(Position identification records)
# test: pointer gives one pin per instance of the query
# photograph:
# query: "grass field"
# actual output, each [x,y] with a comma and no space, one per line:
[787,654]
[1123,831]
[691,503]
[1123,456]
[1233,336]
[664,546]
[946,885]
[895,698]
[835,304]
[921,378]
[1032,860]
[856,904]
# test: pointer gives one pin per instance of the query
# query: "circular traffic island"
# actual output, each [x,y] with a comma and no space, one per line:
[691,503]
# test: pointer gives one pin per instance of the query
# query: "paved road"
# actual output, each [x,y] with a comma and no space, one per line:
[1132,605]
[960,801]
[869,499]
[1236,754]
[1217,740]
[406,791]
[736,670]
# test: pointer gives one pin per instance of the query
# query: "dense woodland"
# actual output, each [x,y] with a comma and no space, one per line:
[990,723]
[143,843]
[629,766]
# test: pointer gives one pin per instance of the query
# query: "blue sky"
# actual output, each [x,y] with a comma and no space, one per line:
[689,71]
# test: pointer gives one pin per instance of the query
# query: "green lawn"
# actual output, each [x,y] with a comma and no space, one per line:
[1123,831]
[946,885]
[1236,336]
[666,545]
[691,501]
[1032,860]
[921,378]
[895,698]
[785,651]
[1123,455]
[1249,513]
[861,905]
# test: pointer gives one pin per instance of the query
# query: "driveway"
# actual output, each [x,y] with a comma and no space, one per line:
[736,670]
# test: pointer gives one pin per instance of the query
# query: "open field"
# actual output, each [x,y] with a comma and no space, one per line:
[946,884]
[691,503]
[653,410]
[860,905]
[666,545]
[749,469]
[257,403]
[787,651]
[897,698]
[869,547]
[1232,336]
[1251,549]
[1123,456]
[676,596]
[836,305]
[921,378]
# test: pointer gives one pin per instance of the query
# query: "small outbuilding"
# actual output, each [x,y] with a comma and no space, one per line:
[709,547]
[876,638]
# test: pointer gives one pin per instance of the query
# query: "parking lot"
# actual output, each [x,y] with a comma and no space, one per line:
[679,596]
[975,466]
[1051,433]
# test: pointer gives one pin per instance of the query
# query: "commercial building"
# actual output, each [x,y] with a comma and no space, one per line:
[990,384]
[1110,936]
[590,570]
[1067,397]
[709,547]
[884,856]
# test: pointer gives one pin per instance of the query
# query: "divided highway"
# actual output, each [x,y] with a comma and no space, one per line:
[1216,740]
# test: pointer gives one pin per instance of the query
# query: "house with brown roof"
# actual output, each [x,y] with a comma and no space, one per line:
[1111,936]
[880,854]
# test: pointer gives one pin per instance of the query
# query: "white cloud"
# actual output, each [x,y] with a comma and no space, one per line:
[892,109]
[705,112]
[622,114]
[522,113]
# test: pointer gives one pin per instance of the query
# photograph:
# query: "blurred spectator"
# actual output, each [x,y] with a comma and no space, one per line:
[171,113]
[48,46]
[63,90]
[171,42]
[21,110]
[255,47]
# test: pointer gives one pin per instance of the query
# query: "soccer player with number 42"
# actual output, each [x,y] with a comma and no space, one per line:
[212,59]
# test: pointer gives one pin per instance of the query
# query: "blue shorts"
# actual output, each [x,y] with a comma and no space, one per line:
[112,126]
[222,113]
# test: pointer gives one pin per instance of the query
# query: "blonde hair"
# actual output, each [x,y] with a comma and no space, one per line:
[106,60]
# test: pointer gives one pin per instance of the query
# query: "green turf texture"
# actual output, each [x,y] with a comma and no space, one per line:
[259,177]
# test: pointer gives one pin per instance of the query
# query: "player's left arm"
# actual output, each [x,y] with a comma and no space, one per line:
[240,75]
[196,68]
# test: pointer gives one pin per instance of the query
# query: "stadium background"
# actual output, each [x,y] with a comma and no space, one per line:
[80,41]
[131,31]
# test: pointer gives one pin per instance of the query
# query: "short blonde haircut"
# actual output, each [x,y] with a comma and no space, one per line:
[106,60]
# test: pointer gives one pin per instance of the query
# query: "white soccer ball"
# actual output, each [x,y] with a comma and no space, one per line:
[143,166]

# STATED EXERCISE
Repeat the listing in full, keeping every line exactly as it is.

# RIGHT ANSWER
# test: pointer gives one pin per instance of the query
# photograph:
# query: "grass field"
# actual output, each [x,y] with a comma and no space, one per line:
[787,654]
[1123,831]
[691,503]
[1123,456]
[1233,336]
[664,546]
[946,885]
[895,698]
[835,304]
[921,378]
[1032,860]
[856,904]
# test: pointer gives one pin per instance of the query
# query: "circular traffic island"
# actual output, each [x,y] with a comma and no space, one per line:
[691,503]
# test: pointer gives one pin per instance of the query
# query: "paved road"
# actual output, each [x,y] with a comma and no space, one per line:
[1132,605]
[960,801]
[869,499]
[1236,754]
[1217,740]
[406,791]
[736,670]
# test: pointer gives one pin per instance of the query
# query: "dense woodland"
# actual output, each [x,y] with a comma and no space, one per line:
[990,723]
[143,843]
[629,766]
# test: pointer gives one pin per instance of the query
# query: "blue sky"
# actual output, each [x,y] with a comma and no space, one per line:
[689,71]
# test: pointer gives one pin per instance of the query
# query: "green lawn"
# actual output, each [x,y] with a comma and no space, one per line:
[1123,831]
[946,885]
[1236,336]
[666,545]
[691,501]
[1032,860]
[921,378]
[895,698]
[785,651]
[1123,455]
[1249,513]
[861,905]
# test: pointer gives one pin per instance of the query
# query: "driveway"
# actual output, each [x,y] with a comma and no space, one per line:
[736,670]
# test: pointer gives one pin per instance of the query
# query: "open field"
# actual output, each [x,y] with a comma and no space, one per line:
[946,884]
[691,503]
[653,410]
[860,905]
[666,545]
[749,469]
[257,403]
[787,651]
[897,698]
[869,547]
[1232,336]
[1251,549]
[1123,456]
[676,596]
[836,305]
[921,378]
# test: pointer gives one pin per instance of the query
# query: "small outbuilding"
# actual output, each [x,y] with a comma and no space, one per line:
[709,547]
[876,638]
# test: pointer gives one pin per instance of the query
# query: "parking lot"
# actual output, each [x,y] with a comma and no space, one per line:
[679,596]
[975,466]
[1051,433]
# test: pointer gives one pin per instance of the query
# query: "commercial building"
# actual output, each [x,y] with a comma and no space, one per line:
[990,384]
[1110,936]
[590,570]
[1067,397]
[709,547]
[884,856]
# test: pointer gives one pin per instance of the query
# query: "divided highway"
# actual output, each [x,y] with a comma and no space, one per line:
[1216,740]
# test: pointer gives one pin per instance of the query
# query: "house with brown roof"
# actual output, each [x,y] with a comma and no space, one per line:
[1111,936]
[880,854]
# test: pointer gives one pin per instance of the query
# query: "white cloud"
# actual output, each [x,y] with a comma and no space, one per line:
[892,109]
[705,112]
[622,114]
[522,113]
# test: pointer gives one pin per instance of the query
# photograph:
# query: "blurred spectator"
# actual output, each [x,y] with a comma and no space, one per line:
[171,113]
[48,46]
[63,90]
[171,42]
[21,110]
[255,47]
# test: pointer gives one pin per instance of the query
# query: "soccer player with number 42"
# actual output, each [x,y] with a comma and no space, one per line:
[212,59]
# test: pointer gives one pin per instance of the query
# query: "blue shorts"
# actual output, each [x,y] with a comma and no space, one per line:
[112,126]
[222,113]
# test: pointer gives one pin per instance of the query
# query: "blonde hair"
# actual output, each [x,y] with a comma and no space, one per line:
[106,60]
# test: pointer gives one pin per instance of the query
# query: "green turf texture"
# actual output, each [x,y] with a comma and no space, one per line:
[259,177]
# test: pointer gives one pin per instance of the query
# query: "player's left arm"
# actual output, each [x,y] with a comma and no space, one per line:
[240,75]
[196,68]
# test: pointer gives one pin per instance of the query
# query: "stadium background"
# actual output, each [x,y] with a comma and no space, one per line:
[80,41]
[131,31]
# test: pointer gives one pin per instance of the query
# query: "short blonde haircut"
# actual output, each [x,y] with a comma and no space, one per line:
[106,60]
# test: pointer gives one pin per instance of the query
# query: "white soccer ball"
# actual output, each [x,y] with a comma and no space, one per line:
[143,166]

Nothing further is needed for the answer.